Trecho da página:
TAB: Como autora best-seller e agora com a estreia na Netflix, você se sente mais responsável do que antes pelo seu próprio poder de influência?

EB: É algo que venho arrastando comigo há algum tempo. Não por achar que sou muito influente, mas por notar, nos lançamentos de livros, que meus leitores são cada vez mais jovens. Essa gente que ainda está se formando, aprendendo, não é tão experiente e forma suas opiniões sobre modelos de relações através daquilo o que consome. Acabou passando pela minha cabeça que preciso mostrar, nas minhas histórias, exemplos de relações saudáveis — ou que fique muito claro no enredo quando uma relação não é saudável. Ando bem centrada em transmitir a mensagem de que o amor não dói, de que ninguém é a metade da laranja de ninguém, que todo mundo é 100% si mesmo, que não existe maneira mais certa ou mais equivocada de ser mulher. Vou aprendendo enquanto escrevo, então é claro que tenho medo de não saber muito bem o que estou fazendo. Tento não deixar que isso interfira muito no processo criativo, mas somos responsáveis tanto pelo que dizemos quanto pelo que omitimos.

Cena de 'Valéria', nova aposta de produção original da Netflix rodada na Espanha - Divulgação - Divulgação
Cena de 'Valéria', nova aposta de produção original da Netflix rodada na Espanha
Imagem: Divulgação

TAB: Você já foi cobrada para tornar seus romances mais politizados ou menos pop? Foi por isso que abandonou o Twitter recentemente?

Instruções da tarefa:
Dê continuidade à entrevista sobre a estreia de 'Valéria' na Netflix, começando logo após a última pergunta do trecho da página.

Dados para análise:
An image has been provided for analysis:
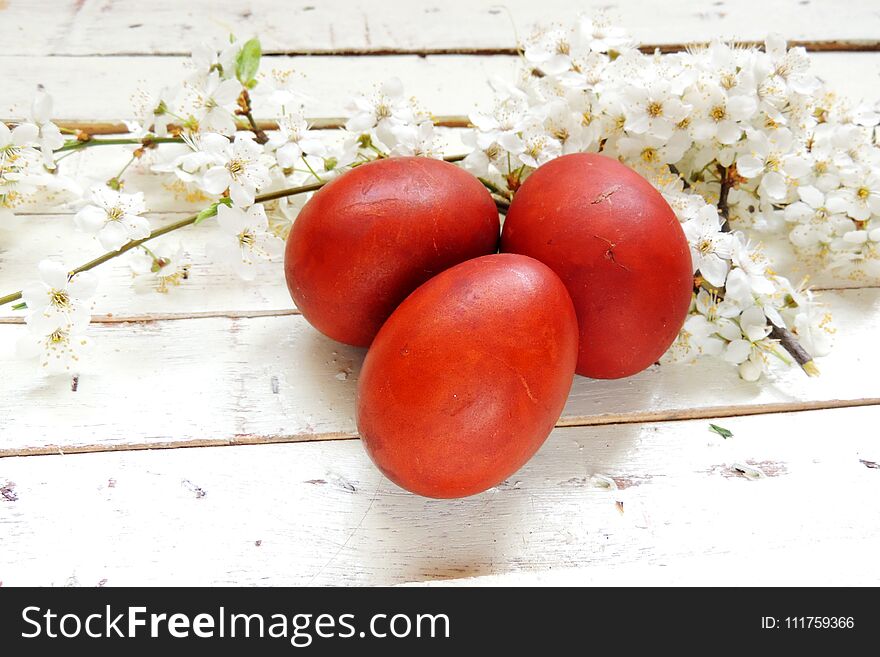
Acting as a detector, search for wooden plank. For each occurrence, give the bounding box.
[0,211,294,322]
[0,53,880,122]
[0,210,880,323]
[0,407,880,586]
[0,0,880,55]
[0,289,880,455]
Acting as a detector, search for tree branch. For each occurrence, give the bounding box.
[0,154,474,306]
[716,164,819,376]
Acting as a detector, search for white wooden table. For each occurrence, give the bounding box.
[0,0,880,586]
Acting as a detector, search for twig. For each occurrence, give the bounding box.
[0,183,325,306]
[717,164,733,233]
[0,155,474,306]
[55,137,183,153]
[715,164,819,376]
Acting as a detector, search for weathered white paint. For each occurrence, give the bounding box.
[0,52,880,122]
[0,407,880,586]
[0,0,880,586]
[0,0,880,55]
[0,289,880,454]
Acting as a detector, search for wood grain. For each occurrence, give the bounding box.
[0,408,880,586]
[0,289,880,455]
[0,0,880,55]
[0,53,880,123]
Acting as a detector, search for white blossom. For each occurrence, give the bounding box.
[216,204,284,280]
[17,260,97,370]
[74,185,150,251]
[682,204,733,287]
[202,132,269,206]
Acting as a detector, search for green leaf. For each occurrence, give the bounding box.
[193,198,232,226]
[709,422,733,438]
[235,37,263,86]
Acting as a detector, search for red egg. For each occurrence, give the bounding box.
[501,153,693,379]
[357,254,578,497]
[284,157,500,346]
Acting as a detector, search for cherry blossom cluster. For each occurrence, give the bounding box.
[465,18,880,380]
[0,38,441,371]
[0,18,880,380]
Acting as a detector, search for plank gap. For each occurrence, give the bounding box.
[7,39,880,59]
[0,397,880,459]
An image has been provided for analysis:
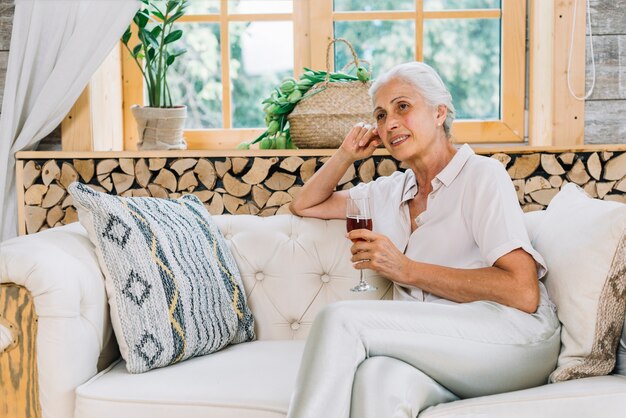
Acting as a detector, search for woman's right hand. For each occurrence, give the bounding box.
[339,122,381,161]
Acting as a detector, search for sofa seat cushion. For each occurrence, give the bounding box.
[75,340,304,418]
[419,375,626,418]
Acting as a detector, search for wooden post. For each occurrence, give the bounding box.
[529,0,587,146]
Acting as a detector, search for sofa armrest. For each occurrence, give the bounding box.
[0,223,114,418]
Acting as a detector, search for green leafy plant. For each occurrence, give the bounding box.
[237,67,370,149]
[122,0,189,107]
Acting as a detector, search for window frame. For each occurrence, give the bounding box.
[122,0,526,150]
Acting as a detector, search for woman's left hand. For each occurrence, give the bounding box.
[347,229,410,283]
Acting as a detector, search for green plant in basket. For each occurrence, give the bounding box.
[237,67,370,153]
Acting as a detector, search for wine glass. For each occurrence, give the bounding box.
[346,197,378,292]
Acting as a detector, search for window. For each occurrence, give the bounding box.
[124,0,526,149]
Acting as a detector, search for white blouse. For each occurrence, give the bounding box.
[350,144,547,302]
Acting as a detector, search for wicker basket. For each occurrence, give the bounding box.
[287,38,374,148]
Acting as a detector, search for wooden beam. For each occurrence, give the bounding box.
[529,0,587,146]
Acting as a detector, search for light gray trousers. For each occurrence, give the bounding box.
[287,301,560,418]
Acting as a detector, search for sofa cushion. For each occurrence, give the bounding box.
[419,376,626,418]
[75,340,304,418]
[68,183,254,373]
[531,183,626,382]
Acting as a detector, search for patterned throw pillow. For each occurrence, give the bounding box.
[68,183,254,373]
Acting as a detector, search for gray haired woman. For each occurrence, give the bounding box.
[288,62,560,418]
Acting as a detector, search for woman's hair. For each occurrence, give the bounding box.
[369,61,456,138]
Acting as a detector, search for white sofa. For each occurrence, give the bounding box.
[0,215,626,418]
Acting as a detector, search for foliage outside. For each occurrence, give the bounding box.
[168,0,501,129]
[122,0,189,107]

Resposta do exercício:
EB: Faço entretenimento e tento manter meus romances à margem de questões políticas. É claro que o pano de fundo de todas elas é a sociedade e o momento cultural em vivemos — e isso ecoa nas histórias. A gente já tem muita política e muito problema em que pensar, então prefiro que a politização não invada meu trabalho de forma massiva. No Twitter, tive problemas. Achei que o objetivo de todas as redes sociais fosse a conexão entre pessoas, com troca saudável de opiniões, mas ali se respira muita hostilidade. Você diz "gosto de maçã" e te escrevem da associação de produtores de cereja dizendo que a fala foi ofensiva. Não se pode fazer humor — e olha que o meu humor é politicamente correto: sou abertamente feminista, participo de mobilizações e não gosto de piadas muito transgressoras. As redes sociais são como janelas por onde entra muita luz, mas há também gente demais escondendo frustrações por trás dos avatares e isso torna a dinâmica bem tóxica.

TAB: A relação através de telas — como a paquera via aplicativo — também obedece a essa lógica?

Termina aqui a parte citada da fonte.